All records that follow are to be restated exactly.

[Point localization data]
--------------------
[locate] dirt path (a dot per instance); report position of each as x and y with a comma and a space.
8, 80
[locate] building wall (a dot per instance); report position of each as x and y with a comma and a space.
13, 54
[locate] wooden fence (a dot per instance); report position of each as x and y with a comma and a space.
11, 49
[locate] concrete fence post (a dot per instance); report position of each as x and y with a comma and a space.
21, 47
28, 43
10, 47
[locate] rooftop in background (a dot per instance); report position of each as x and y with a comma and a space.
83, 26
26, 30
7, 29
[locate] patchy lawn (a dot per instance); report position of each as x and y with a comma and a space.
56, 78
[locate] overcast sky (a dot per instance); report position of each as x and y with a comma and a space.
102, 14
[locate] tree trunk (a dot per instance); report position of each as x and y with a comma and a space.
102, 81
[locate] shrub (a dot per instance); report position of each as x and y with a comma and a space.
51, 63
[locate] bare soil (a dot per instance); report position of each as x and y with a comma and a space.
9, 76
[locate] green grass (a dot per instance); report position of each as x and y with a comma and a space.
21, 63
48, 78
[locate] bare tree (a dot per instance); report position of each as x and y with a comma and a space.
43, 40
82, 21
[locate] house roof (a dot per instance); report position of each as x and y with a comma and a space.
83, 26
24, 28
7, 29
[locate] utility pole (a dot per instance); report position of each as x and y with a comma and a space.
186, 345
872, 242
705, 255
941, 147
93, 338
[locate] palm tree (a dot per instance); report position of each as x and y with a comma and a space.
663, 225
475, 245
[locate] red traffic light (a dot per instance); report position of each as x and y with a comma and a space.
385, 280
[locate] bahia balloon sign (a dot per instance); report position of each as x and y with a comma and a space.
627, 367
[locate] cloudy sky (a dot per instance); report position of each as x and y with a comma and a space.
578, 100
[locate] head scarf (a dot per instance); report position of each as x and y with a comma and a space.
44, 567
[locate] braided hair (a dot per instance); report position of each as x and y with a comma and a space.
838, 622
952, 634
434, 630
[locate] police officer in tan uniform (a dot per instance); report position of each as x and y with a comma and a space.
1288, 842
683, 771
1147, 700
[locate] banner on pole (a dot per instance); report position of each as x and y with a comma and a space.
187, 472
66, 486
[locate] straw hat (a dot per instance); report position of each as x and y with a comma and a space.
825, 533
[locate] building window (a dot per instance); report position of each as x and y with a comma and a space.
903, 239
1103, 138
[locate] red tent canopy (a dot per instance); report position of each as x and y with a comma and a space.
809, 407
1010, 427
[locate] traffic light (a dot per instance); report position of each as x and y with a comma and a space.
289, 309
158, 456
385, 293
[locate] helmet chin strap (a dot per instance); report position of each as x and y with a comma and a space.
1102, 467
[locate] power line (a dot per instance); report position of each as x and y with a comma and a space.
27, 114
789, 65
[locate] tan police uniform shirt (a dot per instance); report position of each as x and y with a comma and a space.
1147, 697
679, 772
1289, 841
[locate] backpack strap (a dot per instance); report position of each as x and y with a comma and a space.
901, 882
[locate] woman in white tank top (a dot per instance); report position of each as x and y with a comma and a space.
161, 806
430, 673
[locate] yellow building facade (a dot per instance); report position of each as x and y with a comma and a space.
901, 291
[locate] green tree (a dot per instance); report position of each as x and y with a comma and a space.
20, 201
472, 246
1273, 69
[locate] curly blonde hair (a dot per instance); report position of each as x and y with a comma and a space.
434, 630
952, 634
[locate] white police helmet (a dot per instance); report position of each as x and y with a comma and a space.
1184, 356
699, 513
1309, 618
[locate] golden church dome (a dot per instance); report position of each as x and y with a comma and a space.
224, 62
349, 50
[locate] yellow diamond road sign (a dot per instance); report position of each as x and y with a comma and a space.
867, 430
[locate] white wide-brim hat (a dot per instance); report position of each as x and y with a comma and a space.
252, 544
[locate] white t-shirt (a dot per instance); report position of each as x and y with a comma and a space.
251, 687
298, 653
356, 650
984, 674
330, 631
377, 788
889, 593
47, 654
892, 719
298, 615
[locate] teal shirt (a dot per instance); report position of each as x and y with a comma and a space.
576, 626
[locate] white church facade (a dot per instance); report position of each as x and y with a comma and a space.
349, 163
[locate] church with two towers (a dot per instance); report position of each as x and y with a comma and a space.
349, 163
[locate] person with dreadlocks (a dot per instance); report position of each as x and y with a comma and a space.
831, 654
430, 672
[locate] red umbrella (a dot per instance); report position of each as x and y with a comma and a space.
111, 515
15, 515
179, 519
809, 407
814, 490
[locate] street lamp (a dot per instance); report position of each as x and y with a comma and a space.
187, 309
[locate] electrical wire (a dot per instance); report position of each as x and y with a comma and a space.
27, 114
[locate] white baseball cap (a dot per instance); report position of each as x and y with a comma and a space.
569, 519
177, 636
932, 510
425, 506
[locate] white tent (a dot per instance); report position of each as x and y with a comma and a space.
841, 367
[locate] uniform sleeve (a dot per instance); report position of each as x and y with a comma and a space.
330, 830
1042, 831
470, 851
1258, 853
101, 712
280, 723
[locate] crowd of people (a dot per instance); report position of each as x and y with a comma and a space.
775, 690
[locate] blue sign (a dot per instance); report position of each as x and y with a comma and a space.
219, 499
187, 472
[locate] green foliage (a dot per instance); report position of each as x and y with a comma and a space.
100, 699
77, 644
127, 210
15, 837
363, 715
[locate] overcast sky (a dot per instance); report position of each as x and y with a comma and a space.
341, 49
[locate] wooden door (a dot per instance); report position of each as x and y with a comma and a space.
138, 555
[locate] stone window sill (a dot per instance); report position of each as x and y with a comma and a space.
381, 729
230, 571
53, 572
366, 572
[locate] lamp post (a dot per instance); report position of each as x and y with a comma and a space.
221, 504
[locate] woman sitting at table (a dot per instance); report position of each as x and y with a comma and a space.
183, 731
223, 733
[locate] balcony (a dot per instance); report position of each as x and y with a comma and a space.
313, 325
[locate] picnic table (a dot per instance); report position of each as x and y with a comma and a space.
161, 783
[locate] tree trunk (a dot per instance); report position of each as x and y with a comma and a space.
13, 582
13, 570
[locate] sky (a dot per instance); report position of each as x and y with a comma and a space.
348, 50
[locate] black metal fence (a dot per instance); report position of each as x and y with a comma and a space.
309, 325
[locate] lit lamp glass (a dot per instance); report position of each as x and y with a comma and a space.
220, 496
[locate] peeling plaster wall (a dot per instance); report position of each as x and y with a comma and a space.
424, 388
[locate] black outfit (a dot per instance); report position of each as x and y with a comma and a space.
--------------------
Task solution –
[locate] dirt path (a dot per instance); report position of each as x and y with a comma and a space.
8, 80
[locate] building wall (a dot per instance); report position of each as x and y with a comma and a space.
13, 54
[locate] wooden fence (a dot per instance); report position of each as x and y with a comma and a space.
11, 49
[locate] concrete fence post (a dot per instance); report position of each as x and y with a comma and a space.
21, 47
28, 43
10, 47
[locate] rooftop in background (a dot per instance); report position of each as x and y with a comma and a space.
83, 26
26, 30
7, 29
[locate] patchy lawn (a dot per instance); report position of each as x and y with a comma and a space.
56, 78
[locate] overcast sky (a dot per instance); report position of each as x and y with a comma and a space.
102, 14
[locate] tree trunk (a dot per instance); report position of each as x and y with a comma and a space.
102, 81
[locate] shrub (a dot per instance); report position of each as x and y with a comma and a space.
51, 63
[locate] bare soil (a dot per instance); report position of each as x and y with a comma and a space.
9, 76
[locate] green grass (a dot per instance); report position of each as x and y with a comma and a space.
21, 63
48, 78
[locate] bare tree (a dot per instance); report position of each as x and y with a comma and a space.
43, 40
82, 21
[locate] house roof (a dot per instance); report position of each as x and y with a comma and a space.
83, 26
24, 28
7, 29
[locate] utility pole (a dot per instance); report position of each as x and y with a comma and a space.
186, 345
872, 242
705, 255
941, 147
93, 338
[locate] palm tree (a dot per instance); report position of each as x and y with a comma and a space.
663, 225
475, 245
[locate] red traffic light (a dot per instance); report position of each as x and y with a comma and a space.
385, 280
[locate] bahia balloon sign (a dot per instance); report position of each as x and y with a comma and a space.
627, 367
[locate] cloudy sky (a dot per instance); report position of each as x and y with a comma and a space.
578, 100
[locate] head scarf (a dot per instance); report position of each as x and y with a comma and a space.
44, 567
[locate] braided hair (a dot per instance); report position of each as x and y with a comma and a space.
838, 622
952, 634
434, 630
[locate] police officer in tan uniform (a dot per instance); report position of each as x and y with a comma and a space.
1288, 842
683, 771
1147, 700
[locate] banner on pole (a dot per instance); report position of each as x and y with a comma and a space.
187, 472
66, 486
[locate] straw hat (a dot per instance); report position of each as x and y with a comma and a space.
825, 533
[locate] building window (a dot per instance); report position of each as x and y with a comma and a space.
903, 239
1103, 138
[locate] red tent canopy (a dot per instance); report position of each as x and y with a comma and a space.
809, 407
1010, 427
[locate] traffic light (a dot per instance); report position of each as x and y with a comma and a space.
289, 309
158, 456
385, 293
[locate] helmet chin strap (a dot per instance); report position of each as x and y with a comma and a space.
1102, 467
[locate] power line (a dot per instance); report position of each as x and y with a comma and a space.
27, 114
789, 65
[locate] tan police uniform shirt (a dot per instance); report position of each as x and y with a comma and a space.
1147, 697
679, 772
1289, 841
[locate] backpack strap (a dot per instance); report position of each as x and y with a comma and a space.
901, 882
[locate] woman in white tank top (a dot per instance); report position of each as x and y with a comma and a space.
161, 806
430, 673
[locate] yellow building facade (a dot per instance); report position of each as x and y with a comma and a space.
901, 291
[locate] green tree (a dot per instance); report position of each as x and y with a comma and a space.
20, 201
472, 246
1273, 69
[locate] curly blonde hair (a dot per instance); report position of each as x and y with a comma and a space.
434, 630
952, 634
[locate] white police helmet (a dot per instance); report position of each as x and y with a comma and a space.
1184, 356
699, 513
1309, 618
[locate] golden church dome (a dot per instance); report position of each as x and y with a comma and a space.
224, 62
349, 50
[locate] yellow diamond road sign (a dot per instance); report position of each as x and y with a comma and a space.
867, 430
[locate] white wide-brim hat (a dot per instance); report position of each as x and y with a comma and a space.
252, 544
[locate] white t-shirt (a dot per instance); report position of each as x and y with a comma and a space.
251, 687
298, 653
356, 650
984, 674
330, 631
377, 788
889, 593
47, 654
892, 719
298, 615
[locate] teal shirt (a dot per instance); report position of each as x and y with a comma and a space.
576, 626
[locate] white church facade (a dot per instance); report position of each as x and y with a comma and a space.
349, 163
[locate] church with two towers (a dot per instance); report position of each as x and y with a comma and a space.
349, 163
[locate] person with dreadlocks (a dot per instance); report position of each as x and y with a comma and a space.
831, 654
430, 672
[locate] red umbrella (a dot per instance); report position of each as x and y with a comma and a space.
111, 515
15, 515
179, 519
809, 407
814, 490
[locate] street lamp (a dot per instance); report position of each as x and y with a comma and a space.
187, 309
[locate] electrical wire (a dot per instance); report position of each as x and y with a comma and a space.
27, 114
[locate] white baseball cap (a dot per instance); report position of each as x and y with a comma and a space.
569, 519
177, 636
932, 510
425, 506
[locate] white tent (a dot per instance); report position of each as x and y with a comma and a space.
841, 367
[locate] uniform sleeve (a dot per instance); report position of each as x and y with a comma and a space.
330, 830
1042, 831
470, 851
1258, 853
101, 712
280, 723
[locate] crowd of people (a dot per instance); report position of each as x and y with a comma and a space.
775, 690
[locate] blue sign (a dot per instance); report position of each as x and y with a comma and a space.
219, 499
187, 472
[locate] green foliage (a dot per instance); report position of each as x and y with a comma and a space.
100, 699
77, 644
127, 210
15, 837
363, 715
[locate] overcast sky (a dot per instance); report position of each as x and y with a comma and a space.
341, 49
[locate] wooden door (a dot per instance); report position of each as x and y with a comma and a space.
138, 555
[locate] stone window sill (a dot per instance); report position of each as x and y with a comma and a space.
381, 729
230, 571
53, 572
366, 572
[locate] lamp post (a dot per instance); report position of each as x and y with a comma and a space.
221, 504
[locate] woman sitting at table (a dot per instance); report position of each as x and y with a comma and a space.
183, 731
223, 733
[locate] balcony (a dot per instance); report position of each as x and y with a comma and a space.
313, 325
[locate] picnic table (a dot per instance); report position of each as x and y with a comma and a space.
161, 783
[locate] tree trunk (a dot per instance); report position of each as x and y with a comma and a space.
13, 582
13, 570
[locate] sky (a dot per instance); report position of each as x and y with a comma and a space.
348, 50
[locate] black metal fence (a dot per instance); report position of each as x and y with a comma and a space.
309, 325
[locate] lit lamp glass (a dot per instance); report position of each as x and y with a comma and a space.
220, 496
[locate] peeling plaster wall (a dot per instance); report position of each as x and y with a comma and a space.
424, 388
[locate] black outfit (a dot per instance); report position of each as x and y with a comma and a space.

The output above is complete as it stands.